• **ОТРЫВОК**:
- - - -

Я предложил ему их самому прочесть. Читал он нараспев, не глядя на меня, как читают частушки, песни. Читал и сам прислушивался к ритму своих стихов. Стихи уже резко отличались от тех, которые я знал. Суриковцы, вообще говоря, грешили против непосредственности, исходя из образцов, данных Кольцовым, Никитиным, Суриковым. Есенин же здесь уже не был поэтом-самоучкой. Правда, кольцовское еще звучало в «Маковых побасках». «Ах, развейтесь кудри, обсекись коса, // Без любви погинет девичья краса…» Это было еще под лубок. Однако в молодых таких стихах была травяная свежесть какая-то.

Я передал часть из них М. К. Иорданской, ведавшей беллетристическим отделом в «Современном мире», часть Я. Л. Сакеру, редактору «Северных записок». Сказал об Есенине и М. А. Славинскому, секретарю «Вестника Европы», мнение которого имело вес и значение в журнале. «Северные записки» взяли все стихи, «Современный мир» — одно 10. Это сразу окрылило его. ‹…›

Затеяв работу о читателе из народа * — работу, опубликованную целиком уже в годы революции, — я разослал ряд анкет в культурно-просветительные организации, библиотеки, обслуживавшие фабрику и деревню, в кружки рабочей и крестьянской интеллигенции. Объектом моего внимания были по преимуществу Горький, Короленко, Лев Толстой, Гл. Успенский. Разумеется, я не мог не заинтересоваться, под каким углом зрения воспринимает этих авторов Есенин, и предложил ему изложить свои мысли на бумаге, что он и сделал отчасти у меня на глазах.

- - - -

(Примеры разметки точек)
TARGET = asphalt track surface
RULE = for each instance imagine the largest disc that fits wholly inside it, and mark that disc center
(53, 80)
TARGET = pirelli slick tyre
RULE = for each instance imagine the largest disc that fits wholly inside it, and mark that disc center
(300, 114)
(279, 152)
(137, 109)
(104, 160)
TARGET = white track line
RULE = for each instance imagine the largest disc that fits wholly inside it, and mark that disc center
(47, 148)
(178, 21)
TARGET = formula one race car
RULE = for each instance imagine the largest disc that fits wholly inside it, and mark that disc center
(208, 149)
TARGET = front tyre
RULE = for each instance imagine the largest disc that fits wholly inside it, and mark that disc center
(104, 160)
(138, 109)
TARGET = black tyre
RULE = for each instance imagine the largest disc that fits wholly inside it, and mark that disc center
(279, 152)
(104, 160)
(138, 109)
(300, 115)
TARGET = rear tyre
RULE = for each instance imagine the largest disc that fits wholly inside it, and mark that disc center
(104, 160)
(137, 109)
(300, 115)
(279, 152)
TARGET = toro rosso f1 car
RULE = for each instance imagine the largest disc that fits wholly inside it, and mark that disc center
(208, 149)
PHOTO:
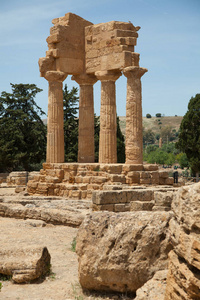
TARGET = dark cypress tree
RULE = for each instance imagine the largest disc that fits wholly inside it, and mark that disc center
(22, 131)
(70, 101)
(189, 136)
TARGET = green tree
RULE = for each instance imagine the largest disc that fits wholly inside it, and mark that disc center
(158, 115)
(70, 101)
(189, 136)
(148, 136)
(96, 137)
(22, 131)
(182, 160)
(120, 144)
(120, 141)
(166, 133)
(148, 116)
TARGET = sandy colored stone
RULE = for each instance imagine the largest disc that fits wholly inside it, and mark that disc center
(154, 289)
(53, 216)
(108, 121)
(24, 264)
(121, 251)
(183, 280)
(183, 283)
(134, 142)
(86, 118)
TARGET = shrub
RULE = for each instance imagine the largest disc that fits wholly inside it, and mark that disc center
(148, 116)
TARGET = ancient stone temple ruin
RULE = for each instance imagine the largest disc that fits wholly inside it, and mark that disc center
(93, 52)
(90, 53)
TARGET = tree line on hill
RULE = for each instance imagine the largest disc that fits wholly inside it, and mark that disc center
(23, 133)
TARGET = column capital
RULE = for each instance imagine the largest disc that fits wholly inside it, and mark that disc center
(108, 75)
(85, 79)
(134, 72)
(55, 76)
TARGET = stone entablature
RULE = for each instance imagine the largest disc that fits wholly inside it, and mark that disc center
(93, 52)
(78, 181)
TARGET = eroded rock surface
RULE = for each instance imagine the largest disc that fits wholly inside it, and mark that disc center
(154, 289)
(24, 264)
(183, 280)
(120, 251)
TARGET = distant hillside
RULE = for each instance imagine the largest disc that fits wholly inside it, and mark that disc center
(155, 124)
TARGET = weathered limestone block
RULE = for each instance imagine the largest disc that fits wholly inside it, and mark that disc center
(183, 280)
(110, 46)
(154, 177)
(151, 167)
(86, 118)
(133, 177)
(140, 195)
(134, 143)
(108, 120)
(154, 289)
(163, 199)
(120, 251)
(139, 205)
(53, 216)
(186, 206)
(17, 178)
(3, 177)
(183, 283)
(134, 167)
(109, 197)
(121, 207)
(117, 178)
(24, 264)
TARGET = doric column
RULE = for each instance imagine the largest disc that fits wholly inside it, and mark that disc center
(108, 118)
(55, 121)
(134, 139)
(86, 118)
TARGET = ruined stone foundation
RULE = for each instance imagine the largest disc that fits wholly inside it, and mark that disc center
(78, 181)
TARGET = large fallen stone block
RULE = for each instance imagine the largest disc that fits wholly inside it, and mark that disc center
(53, 216)
(122, 251)
(183, 279)
(24, 264)
(183, 282)
(154, 289)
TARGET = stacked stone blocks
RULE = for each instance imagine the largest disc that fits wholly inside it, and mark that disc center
(78, 181)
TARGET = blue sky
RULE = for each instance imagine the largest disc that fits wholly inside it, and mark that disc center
(168, 43)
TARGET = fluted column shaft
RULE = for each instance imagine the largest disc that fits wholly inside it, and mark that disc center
(55, 121)
(108, 118)
(134, 138)
(86, 153)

- - - -

• **ЗАДАНИЕ**:
Какой журнал, согласно отрывку о Есенине, взял все его стихи?

• **РЕШЕНИЕ**:
Все стихи взяли «Северные записки».